— Excerpt to read —
* * * * *

# aeroponics- 54 gallon rubbermaid- 3 inch net pots



## lokeeca (Aug 6, 2009)

i am currently trying to make an aeroponics system with a 54 gallon rubbermaid tote. i have seen a lot of do it yourself videos that use these containers. my question is how many 3 inch net pots should i use for one container. please keep in mind that i will be letting the plant grow from start to finish in a 3 inch net pot. i have seen some growers use 8 sites in this big container and i have seen some growers use 32 but they didnt say if there grow was successful or not. what is the maximimum amount of 3 inch net pots i can use without affecting the plants roots or health?


----------



## BuddyLuv (Aug 6, 2009)

What are the dimensions of the tote?


----------



## DirtySouth (Aug 6, 2009)

I suggest buying 2. That way when you do a res change all ya go is set the new res. and move the lid over. I'd stay w/ 6-8 6" pots. You do not want to get cheap totes for the weight of the plants will cause the lid to buckle. Go to Home Depot and get 2 "strong boxes" as you can see they will hold 170 w/ no problem. Also your roots w/ be huge. They will push up from the bottom of the tote pushing your pots out, thus the 5 gal buckets w/ a snap on lid-pot.


----------



## HydroManiac (Aug 6, 2009)

* * * * *

— To-do list —
(1) Transcribe the stretch of the aeroponics tote thread from "I suggest buying" through "snap on lid-pot.".
(2) Write the next part of the aeroponics tote thread, picking up right after its last line.

* * * * *

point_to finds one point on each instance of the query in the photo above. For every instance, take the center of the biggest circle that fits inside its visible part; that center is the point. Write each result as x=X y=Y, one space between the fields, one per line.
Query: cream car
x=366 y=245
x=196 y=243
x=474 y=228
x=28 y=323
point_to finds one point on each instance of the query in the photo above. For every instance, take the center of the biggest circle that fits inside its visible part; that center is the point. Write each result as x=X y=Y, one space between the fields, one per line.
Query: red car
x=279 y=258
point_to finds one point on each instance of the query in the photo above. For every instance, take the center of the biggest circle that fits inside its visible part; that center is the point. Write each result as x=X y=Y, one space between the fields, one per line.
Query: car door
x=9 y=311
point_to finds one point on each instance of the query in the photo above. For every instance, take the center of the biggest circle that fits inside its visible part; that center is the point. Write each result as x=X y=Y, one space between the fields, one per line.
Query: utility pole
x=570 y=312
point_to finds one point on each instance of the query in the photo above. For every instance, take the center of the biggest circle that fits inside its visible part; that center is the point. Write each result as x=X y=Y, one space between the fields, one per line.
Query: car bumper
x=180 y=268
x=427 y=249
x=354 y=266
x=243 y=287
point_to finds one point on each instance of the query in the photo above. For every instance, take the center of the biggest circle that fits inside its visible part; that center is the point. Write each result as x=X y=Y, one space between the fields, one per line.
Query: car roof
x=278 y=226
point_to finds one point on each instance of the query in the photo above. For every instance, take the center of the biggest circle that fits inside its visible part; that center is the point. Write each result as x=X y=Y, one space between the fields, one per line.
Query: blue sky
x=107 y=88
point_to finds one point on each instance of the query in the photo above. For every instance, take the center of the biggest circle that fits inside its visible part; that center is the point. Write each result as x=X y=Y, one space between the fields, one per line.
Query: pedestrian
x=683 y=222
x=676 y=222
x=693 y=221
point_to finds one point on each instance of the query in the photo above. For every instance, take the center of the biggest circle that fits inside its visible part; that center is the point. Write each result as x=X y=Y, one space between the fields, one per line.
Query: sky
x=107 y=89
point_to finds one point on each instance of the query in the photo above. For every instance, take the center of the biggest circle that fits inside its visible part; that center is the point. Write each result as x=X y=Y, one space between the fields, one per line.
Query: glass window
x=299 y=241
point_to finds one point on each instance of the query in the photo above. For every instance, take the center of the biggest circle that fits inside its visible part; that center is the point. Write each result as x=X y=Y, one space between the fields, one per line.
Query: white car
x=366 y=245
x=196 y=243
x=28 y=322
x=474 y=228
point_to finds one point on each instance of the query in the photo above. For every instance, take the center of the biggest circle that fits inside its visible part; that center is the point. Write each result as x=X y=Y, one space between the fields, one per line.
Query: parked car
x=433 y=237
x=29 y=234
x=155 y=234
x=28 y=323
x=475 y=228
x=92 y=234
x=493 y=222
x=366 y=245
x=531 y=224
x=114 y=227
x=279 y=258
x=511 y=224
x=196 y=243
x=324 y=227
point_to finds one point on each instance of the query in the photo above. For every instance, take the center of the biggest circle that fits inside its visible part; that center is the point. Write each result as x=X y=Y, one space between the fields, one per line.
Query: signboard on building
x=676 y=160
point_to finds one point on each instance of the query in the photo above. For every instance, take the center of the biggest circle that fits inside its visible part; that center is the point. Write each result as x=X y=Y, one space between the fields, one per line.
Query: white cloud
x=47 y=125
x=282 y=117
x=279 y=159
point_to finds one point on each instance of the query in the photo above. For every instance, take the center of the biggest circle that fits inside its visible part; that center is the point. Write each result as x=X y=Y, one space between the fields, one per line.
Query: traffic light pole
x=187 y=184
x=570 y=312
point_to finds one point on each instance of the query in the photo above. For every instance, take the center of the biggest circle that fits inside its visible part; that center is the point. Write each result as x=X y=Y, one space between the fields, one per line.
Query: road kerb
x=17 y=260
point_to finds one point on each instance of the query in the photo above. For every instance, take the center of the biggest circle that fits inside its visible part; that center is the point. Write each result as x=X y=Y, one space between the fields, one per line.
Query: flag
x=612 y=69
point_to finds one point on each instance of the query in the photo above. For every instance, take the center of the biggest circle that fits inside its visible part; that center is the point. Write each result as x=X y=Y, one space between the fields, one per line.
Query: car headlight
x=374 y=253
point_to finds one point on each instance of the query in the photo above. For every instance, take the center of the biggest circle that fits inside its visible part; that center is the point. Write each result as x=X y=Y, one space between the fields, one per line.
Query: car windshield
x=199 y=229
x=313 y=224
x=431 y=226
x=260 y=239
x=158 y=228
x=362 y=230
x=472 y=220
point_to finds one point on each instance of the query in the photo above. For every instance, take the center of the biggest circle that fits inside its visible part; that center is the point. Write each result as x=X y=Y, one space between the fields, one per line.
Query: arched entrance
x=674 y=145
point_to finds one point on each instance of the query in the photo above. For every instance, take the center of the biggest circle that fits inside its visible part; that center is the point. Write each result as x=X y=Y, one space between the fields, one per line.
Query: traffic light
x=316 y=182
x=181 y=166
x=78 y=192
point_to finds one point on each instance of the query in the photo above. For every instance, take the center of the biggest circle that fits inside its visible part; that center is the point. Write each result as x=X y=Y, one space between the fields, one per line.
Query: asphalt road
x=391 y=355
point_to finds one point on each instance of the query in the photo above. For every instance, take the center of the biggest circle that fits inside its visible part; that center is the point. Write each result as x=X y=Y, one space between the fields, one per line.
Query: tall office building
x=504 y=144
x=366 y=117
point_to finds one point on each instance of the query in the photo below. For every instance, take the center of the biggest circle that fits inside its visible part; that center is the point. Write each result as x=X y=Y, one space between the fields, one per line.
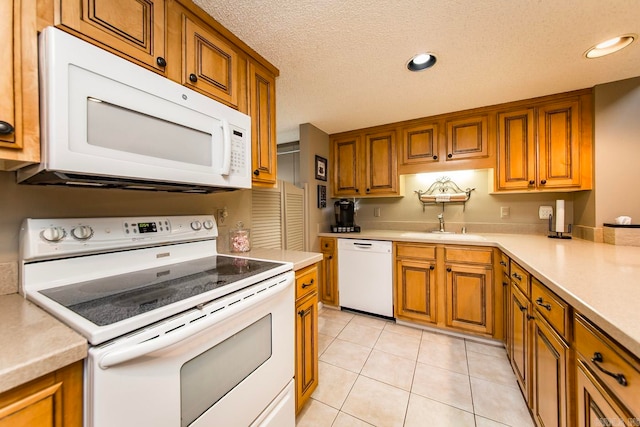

* * * * *

— Outputs in order —
(1)
I suggest buying 2. That way when you do a res change all ya go is set the new res. and move the lid over. I'd stay w/ 6-8 6" pots. You do not want to get cheap totes for the weight of the plants will cause the lid to buckle. Go to Home Depot and get 2 "strong boxes" as you can see they will hold 170 w/ no problem. Also your roots w/ be huge. They will push up from the bottom of the tote pushing your pots out, thus the 5 gal buckets w/ a snap on lid-pot.

(2)
*I suggest trying something small and buying the right rigging pvc pipes etc..*


----------



## Barbapopa (Aug 6, 2009)

I was just using something similar that I had made.  I put a 3" pot between the ribbing of the lid, much like the lid in the pic that Dirtysouth posted.  On his lid you could get about 20 plants in there, the corners would not be usable.  If you cut through the ribbing it makes the lid weak.  And that's bad.  If you go this route, you may need to get a water chiller as well due to the fact that the submersible pump needs to be on 24 x 7 so it tends to heat the water up and plants do not like that.
On my grow I had room for 17 plants per tote x6.  I have since scrapped them due to many issues encountered with aero.  Aero is great, except when it f***s up then everything dies  Example if the pumps goes out, power goes out, mist heads get clogged etc.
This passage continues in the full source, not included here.